== SOAL YANG DIBERIKAN 1 ==
Teks tentang konsumsi susu memuat data Statistik Peternakan 2007. Sebutkan semua bentuk susu dalam data itu beserta persentase konsumsinya.
== SOAL YANG DIBERIKAN 2 ==
Tuliskan ulang bagian teks tentang konsumsi susu antara "Kurangnya modal untuk" dan "permintaan 1.200 cup/hari.", termasuk kedua batas itu.

== KUTIPAN DOKUMEN ==
◆ ◆ ◆ ◆
Saat ini, konsumsi susu segar masyarakat Indonesia hanya 50 cc dari rata-rata konsumsi susu 7 liter-10 liter per orang per tahun.
“Itu artinya, setiap hari, masyarakat hanya minum beberapa tetes susu segar. Malah, ada yang tidak sama sekali. Dari konsumsi susu tadi, hanya 0,5% yang berbentuk susu segar, selebihnya susu bubuk dan lainnya.”
Statistik Peternakan 2007 menunjukkan tingkat konsumsi susu penduduk Indonesia sebesar 10,47 kg/kapita/tahun.
Dari tingkat konsumsi itu, ternyata konsumsi susu cair dalam bentuk ultra high temperature (UHT) 4,6% (118.500 ton), susu steril 2,7% (69.000 ton), susu pasteurisasi 1,2% (30.000 ton), dan dalam bentuk bubuk (42,3%).
Dari data tersebut, kata Zaenal, konsumsi susu masayarakat sebagian besar berupa susu bubuk yang harganya jauh lebih tinggi dibandingkan dengan harga susu segar (pasteurisasi), sehingga akses untuk mengonsumsi susu hanya dimiliki oleh masyarakat menengah ke atas.
Itulah sebabnya, saat meresmikan unit pasteurisasi koperasi susu Warga Mulya di Sleman, Yogyakarta, Zaenal mendorong masyarakat setempat melakukan gerakan intensif minum susu segar sekolah, pegawai dan masyarakat (Gerimiss Sepakat).
Mereka diimbau membiasakan diri minum susu segar, tak terkecuali dari koperasi setempat yang kini sudah dikemas dalam cup dan dipasarkan secara luas.
Koperasi peternak
Ketua Koperasi Susu Warga Mulya, Sleman, Danang Iskandar mengatakan gerakan minum susu segar ini dapat meningkatkan kesejahteraan peternak sapi perah, yang menjadi anggota koperasi.
Saat ini, koperasi itu menampung dan memasarkan 4.500 liter susu per hari, padahal daya tampung mesin pasteurisasi (proses pemanasan susu pada suhu yang telah ditetapkan) 8.000 liter per hari.
Kurangnya modal untuk mendapatkan bibit sapi unggul dan peralatan yang memadai mengakibatkan daya tampung tidak maksimal, bahkan dua alat tampung susu yang dimiliki koperasi itu ‘menganggur’.
Saat ini, dari produksi susu yang ada, 3.500 liter dipasok ke industri pengolahan susu (IPS) seperti PT Sari Husada, 800 liter dikonsumsi masyarakat lokal dan 200 liter untuk pasteurisasi dan dijual langsung dalam kemasan dalam berbagai rasa dengan jumlah permintaan 1.200 cup/hari.
“Kami mengharapkan ada bantuan modal berupa pinjaman jangka panjang hingga 5 tahun dengan bunga ringan. Dengan begitu, peternak sapi akan lebih semangat menjalankan aktivitasnya,” tutur Danang.
Koperasi Warga Mulya memiliki 400 anggota, yang terbagi dalam 16 kelompok yang mengelola 1.300 ekor sapi.
◆ ◆ ◆ ◆
[Data pelabelan titik berbasis foto]

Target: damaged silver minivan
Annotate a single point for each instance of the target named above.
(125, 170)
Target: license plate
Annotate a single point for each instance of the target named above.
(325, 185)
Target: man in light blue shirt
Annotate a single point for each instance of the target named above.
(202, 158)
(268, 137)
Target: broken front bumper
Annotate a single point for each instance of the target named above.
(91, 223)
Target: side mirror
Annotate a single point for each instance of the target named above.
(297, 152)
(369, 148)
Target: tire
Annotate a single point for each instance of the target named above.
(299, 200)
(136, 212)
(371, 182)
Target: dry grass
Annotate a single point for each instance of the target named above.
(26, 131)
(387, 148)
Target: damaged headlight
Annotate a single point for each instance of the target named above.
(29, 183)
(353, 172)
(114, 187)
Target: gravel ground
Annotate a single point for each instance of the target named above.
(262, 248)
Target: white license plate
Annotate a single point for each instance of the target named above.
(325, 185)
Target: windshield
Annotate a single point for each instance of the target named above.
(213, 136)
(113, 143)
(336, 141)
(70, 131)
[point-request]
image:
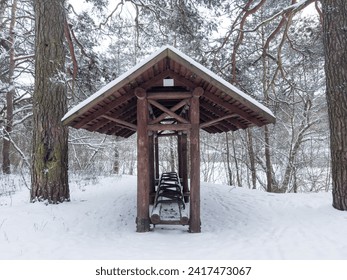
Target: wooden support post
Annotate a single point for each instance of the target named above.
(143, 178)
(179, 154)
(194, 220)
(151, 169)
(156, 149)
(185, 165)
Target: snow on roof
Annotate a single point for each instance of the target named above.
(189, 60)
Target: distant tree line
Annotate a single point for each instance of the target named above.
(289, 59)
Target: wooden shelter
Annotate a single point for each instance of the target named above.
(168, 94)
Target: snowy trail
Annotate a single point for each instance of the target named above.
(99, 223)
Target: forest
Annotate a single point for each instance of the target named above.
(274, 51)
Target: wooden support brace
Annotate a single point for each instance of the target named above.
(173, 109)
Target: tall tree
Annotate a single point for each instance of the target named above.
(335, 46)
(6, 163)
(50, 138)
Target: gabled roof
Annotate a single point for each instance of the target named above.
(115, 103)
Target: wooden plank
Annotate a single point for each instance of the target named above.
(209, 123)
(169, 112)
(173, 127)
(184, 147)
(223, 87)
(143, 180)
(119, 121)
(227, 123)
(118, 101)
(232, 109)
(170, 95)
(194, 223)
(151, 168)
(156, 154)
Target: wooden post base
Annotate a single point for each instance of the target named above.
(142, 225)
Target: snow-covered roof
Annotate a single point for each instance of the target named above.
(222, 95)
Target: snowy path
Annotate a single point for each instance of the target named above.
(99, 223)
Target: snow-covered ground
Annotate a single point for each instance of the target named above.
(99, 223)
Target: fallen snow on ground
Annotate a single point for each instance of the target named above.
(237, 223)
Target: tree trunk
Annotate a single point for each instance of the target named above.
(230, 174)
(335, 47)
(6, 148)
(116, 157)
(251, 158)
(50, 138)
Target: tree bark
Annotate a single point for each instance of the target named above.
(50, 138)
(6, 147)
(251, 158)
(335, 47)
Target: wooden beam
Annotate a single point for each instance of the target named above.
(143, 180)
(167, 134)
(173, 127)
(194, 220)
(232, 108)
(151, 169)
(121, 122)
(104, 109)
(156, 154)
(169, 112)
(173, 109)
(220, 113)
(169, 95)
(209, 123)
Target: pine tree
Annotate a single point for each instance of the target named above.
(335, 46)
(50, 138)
◆ ◆ ◆ ◆
== JAWABAN AKHIR 1 ==
- Susu cair UHT (ultra high temperature): 4,6%
- Susu steril: 2,7%
- Susu pasteurisasi: 1,2%
- Susu bubuk: 42,3%

== JAWABAN AKHIR 2 ==
Kurangnya modal untuk mendapatkan bibit sapi unggul dan peralatan yang memadai mengakibatkan daya tampung tidak maksimal, bahkan dua alat tampung susu yang dimiliki koperasi itu ‘menganggur’.
Saat ini, dari produksi susu yang ada, 3.500 liter dipasok ke industri pengolahan susu (IPS) seperti PT Sari Husada, 800 liter dikonsumsi masyarakat lokal dan 200 liter untuk pasteurisasi dan dijual langsung dalam kemasan dalam berbagai rasa dengan jumlah permintaan 1.200 cup/hari.